[The task] Reproduce everything from the line containing "In this exercise you will mark the concrete" down to the end of the data, replacing "robin" with "sparrow" and keeping all else unchanged. Leave the pictures out of your answer.

========

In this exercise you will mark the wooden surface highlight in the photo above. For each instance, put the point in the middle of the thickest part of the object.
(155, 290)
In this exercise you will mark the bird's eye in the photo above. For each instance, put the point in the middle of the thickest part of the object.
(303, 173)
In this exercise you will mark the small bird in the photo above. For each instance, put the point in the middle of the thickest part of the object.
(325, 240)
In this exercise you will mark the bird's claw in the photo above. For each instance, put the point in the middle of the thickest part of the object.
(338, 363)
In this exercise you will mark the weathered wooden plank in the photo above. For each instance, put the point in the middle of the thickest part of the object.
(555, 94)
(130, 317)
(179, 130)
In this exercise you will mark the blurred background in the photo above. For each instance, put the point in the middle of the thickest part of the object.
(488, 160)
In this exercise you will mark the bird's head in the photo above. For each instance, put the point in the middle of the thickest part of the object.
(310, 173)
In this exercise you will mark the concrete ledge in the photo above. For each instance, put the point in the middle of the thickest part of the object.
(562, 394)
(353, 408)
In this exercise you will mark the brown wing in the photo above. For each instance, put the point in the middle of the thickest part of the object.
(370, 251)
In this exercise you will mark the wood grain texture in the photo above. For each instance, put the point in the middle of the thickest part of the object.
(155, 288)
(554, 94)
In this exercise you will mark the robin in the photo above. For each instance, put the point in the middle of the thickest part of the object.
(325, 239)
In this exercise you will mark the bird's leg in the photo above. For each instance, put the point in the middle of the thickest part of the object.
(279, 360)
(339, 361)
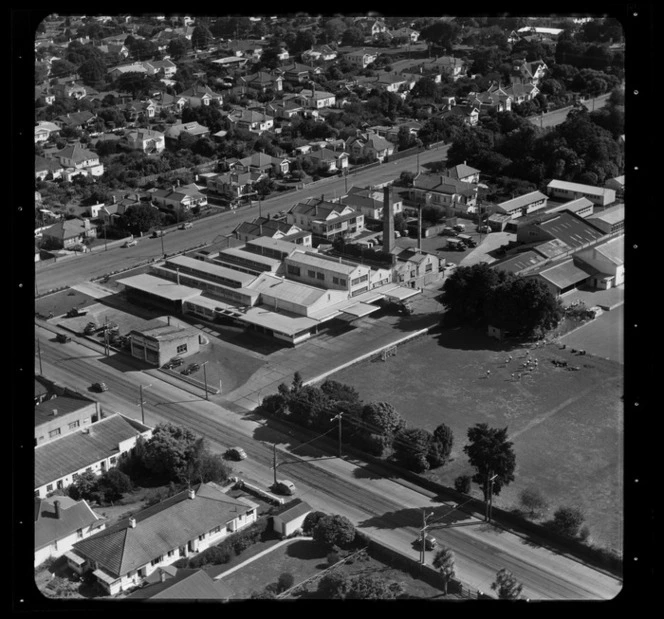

========

[Full response]
In this exercise you will mark the concrete ledge in the photo above. For each instance, put the point in the middle of the thickest part of the object.
(562, 394)
(353, 408)
In this exercise you will mark the brown wing in the photo above. For each instance, put the point in the middle of the thickest part of the object.
(370, 251)
In this exercise you will mark the wood grain texture in the photo above. For each instance, put the point in the middle of the thickest part of the object.
(155, 288)
(554, 94)
In this exercise you will mark the sparrow in the photo above. For each instance, put the point in the middle of the thickest part of the object.
(325, 239)
In this exercise you will mark the bird's leg in the photo above. For each instance, put the point in the middle of the thickest part of the object.
(279, 360)
(339, 361)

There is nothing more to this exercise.